Dataset entries

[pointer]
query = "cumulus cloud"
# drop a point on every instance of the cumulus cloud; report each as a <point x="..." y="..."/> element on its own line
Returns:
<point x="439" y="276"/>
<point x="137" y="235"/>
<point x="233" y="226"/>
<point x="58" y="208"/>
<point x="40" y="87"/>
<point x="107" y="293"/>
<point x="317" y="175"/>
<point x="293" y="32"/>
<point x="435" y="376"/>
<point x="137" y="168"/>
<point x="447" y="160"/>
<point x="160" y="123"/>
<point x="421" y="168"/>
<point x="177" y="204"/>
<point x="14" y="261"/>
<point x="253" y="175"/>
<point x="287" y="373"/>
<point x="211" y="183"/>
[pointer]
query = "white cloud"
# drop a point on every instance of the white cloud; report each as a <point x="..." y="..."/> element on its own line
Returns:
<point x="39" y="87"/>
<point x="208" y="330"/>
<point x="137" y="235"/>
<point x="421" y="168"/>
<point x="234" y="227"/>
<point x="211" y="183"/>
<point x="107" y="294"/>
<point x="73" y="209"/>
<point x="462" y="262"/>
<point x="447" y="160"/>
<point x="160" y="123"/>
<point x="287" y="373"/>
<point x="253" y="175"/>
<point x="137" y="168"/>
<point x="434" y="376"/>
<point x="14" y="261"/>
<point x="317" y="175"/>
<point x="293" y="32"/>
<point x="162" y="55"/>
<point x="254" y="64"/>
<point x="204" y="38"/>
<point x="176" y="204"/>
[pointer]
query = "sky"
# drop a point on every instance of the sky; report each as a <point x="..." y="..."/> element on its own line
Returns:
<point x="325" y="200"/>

_WHAT IS REQUIRED:_
Copy each line of the data that includes the word "every".

_ANSWER TO THE PROBLEM:_
# drop a point on every instance of the cumulus cloud; report each as a <point x="..." y="..."/> element on its own line
# drop a point on every instance of the white cloud; report each as a <point x="..." y="..."/> element on its own line
# drop a point on every instance of the sky; report each as a <point x="..." y="..."/> element on its own line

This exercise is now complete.